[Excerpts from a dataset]
#####

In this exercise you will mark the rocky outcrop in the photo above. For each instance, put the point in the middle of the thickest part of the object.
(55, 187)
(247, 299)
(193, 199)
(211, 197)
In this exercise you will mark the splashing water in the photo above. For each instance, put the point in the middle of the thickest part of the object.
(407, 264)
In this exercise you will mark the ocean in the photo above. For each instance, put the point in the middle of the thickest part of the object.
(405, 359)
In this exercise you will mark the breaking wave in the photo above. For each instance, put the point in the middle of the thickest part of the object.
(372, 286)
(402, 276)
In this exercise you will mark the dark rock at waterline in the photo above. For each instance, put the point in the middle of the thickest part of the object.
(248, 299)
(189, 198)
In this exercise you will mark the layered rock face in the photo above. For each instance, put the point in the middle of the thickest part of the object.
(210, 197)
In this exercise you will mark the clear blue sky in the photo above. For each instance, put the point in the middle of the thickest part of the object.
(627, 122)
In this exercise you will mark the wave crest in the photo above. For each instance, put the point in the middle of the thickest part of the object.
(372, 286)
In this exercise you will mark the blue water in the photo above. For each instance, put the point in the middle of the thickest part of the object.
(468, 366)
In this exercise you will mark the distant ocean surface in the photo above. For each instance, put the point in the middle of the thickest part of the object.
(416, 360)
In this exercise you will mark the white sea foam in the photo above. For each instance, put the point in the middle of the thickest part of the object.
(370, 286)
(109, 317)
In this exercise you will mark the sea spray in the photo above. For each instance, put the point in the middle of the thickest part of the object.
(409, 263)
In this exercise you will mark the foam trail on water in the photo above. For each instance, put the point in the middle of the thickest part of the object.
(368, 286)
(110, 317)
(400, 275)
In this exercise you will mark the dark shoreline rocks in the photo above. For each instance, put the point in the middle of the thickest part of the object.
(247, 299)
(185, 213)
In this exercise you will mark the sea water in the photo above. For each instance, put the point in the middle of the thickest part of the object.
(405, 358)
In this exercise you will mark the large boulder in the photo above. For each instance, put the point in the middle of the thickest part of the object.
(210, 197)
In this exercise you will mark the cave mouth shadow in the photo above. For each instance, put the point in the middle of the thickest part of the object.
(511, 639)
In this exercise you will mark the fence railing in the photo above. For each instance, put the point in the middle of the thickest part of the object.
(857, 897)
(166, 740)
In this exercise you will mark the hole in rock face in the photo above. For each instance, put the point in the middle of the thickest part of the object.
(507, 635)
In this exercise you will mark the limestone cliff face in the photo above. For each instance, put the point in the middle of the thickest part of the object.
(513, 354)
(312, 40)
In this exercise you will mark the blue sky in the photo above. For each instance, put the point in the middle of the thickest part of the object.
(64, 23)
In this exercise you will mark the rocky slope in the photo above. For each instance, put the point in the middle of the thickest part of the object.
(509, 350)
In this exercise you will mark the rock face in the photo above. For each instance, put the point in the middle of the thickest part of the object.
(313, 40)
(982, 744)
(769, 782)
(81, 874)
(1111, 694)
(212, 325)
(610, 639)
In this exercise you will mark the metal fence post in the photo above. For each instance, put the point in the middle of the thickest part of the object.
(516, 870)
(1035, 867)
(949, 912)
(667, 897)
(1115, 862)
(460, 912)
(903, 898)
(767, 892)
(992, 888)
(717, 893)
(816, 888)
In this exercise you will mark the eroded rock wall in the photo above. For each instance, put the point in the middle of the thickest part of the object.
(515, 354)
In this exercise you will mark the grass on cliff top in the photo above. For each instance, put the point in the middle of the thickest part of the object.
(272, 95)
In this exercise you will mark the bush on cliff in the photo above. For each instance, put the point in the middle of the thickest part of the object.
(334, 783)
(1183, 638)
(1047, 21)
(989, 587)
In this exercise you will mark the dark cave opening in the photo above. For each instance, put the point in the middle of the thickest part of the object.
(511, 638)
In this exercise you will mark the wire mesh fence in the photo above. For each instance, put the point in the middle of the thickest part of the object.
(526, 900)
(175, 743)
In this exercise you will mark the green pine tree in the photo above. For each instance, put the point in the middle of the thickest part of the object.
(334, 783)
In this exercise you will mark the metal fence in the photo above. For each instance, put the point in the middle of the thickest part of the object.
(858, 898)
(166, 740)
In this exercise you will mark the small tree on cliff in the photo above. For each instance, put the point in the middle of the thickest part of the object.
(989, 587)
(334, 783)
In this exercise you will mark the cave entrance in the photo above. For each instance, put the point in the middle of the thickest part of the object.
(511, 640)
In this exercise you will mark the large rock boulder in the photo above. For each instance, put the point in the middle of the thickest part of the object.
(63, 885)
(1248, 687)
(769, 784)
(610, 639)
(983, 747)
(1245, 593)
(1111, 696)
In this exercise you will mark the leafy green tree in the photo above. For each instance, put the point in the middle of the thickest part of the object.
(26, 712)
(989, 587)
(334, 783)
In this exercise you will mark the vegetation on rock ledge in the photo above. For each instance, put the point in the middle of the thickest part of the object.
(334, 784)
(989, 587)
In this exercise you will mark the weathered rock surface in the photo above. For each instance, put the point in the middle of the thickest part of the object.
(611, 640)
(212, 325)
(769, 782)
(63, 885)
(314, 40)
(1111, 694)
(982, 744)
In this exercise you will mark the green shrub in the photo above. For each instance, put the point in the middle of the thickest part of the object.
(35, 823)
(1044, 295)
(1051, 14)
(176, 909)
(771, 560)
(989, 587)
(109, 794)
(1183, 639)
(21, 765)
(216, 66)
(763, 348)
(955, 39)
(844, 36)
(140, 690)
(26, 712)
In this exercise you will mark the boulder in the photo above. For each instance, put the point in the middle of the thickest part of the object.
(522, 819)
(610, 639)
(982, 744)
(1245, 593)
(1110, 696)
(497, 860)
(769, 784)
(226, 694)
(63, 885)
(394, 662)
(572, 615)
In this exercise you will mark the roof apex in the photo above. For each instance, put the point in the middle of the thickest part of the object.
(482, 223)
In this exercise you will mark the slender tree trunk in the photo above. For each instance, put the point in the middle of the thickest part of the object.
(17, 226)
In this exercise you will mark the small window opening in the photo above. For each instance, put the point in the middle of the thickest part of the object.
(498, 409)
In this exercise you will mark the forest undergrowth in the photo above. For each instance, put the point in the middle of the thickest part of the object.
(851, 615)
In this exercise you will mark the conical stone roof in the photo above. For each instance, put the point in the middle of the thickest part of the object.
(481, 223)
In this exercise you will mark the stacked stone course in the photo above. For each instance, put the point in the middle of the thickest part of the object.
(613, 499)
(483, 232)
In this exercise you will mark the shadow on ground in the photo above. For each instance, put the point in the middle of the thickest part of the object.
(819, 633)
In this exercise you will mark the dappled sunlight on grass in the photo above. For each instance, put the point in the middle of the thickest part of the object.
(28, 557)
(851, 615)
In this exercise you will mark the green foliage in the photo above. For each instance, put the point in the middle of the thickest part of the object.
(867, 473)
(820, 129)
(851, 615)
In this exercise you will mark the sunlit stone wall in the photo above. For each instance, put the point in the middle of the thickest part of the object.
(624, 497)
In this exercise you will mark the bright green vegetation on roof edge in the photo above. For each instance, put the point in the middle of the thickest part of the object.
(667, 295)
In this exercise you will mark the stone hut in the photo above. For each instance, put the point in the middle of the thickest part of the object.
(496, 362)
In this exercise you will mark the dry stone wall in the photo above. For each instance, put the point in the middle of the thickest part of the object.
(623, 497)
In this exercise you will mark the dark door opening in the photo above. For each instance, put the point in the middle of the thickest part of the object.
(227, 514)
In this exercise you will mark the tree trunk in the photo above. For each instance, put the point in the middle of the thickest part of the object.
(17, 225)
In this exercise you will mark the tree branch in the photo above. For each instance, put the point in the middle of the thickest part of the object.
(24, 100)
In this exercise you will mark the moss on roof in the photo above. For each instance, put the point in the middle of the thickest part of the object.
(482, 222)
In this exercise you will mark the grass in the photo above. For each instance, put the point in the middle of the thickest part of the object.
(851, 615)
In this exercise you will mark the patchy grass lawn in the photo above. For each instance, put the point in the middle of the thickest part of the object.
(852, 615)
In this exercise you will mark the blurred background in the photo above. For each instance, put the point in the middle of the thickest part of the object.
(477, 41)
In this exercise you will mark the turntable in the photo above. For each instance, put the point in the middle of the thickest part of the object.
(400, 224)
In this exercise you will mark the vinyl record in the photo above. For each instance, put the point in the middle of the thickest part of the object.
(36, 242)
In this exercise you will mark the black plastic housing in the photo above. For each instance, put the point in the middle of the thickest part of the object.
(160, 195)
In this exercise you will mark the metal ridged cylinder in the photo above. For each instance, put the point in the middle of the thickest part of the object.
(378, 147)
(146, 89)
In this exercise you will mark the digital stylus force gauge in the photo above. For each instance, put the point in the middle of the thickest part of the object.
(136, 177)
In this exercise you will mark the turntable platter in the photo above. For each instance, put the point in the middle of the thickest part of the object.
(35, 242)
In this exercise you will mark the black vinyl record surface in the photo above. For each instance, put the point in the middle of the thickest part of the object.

#####

EXERCISE OBJECTIVE: Copy each line, exactly, that falls between the line containing "In this exercise you will mark the tree trunk" and the end of the entries, both included.

YOUR RESPONSE:
In this exercise you will mark the tree trunk in the photo above. For each instance, put the point in the middle of the thickest part of the object.
(17, 225)
In this exercise you will mark the tree branch in the photo above. For each instance, put the point in the middle of the thickest part of the object.
(24, 100)
In this exercise you will mark the moss on roof in the photo above. For each instance, put the point in the middle of the thickest part of the object.
(482, 222)
In this exercise you will mark the grass in the photo above. For each instance, put the point in the middle of the thickest part of the object.
(851, 615)
In this exercise you will mark the patchy grass lawn in the photo above. For each instance, put the point in the middle of the thickest part of the object.
(852, 615)
In this exercise you will mark the blurred background in the photo above. For each instance, put the point in the middle of the thickest part of the object.
(477, 41)
In this exercise you will mark the turntable in the photo above. For each instance, put the point in the middle of the thickest part of the object.
(400, 224)
In this exercise you will mark the vinyl record in the photo above. For each instance, put the point in the middle of the thickest part of the object.
(36, 242)
In this exercise you will mark the black plastic housing in the photo above. For each instance, put the point in the middle of the thickest part of the object.
(160, 195)
In this exercise you will mark the metal ridged cylinder in the photo above. For each instance, put the point in the middle of the thickest part of the object.
(378, 147)
(146, 89)
In this exercise you will mark the digital stylus force gauge in the photo above. For each instance, put the point in the middle of the thickest part of the object.
(136, 177)
In this exercise you will mark the turntable platter in the photo above. For each instance, put the point in the middle of the thickest part of the object.
(35, 242)
In this exercise you will mark the black vinyl record surface in the photo above. For each instance, put the point in the middle of the thickest part of the object.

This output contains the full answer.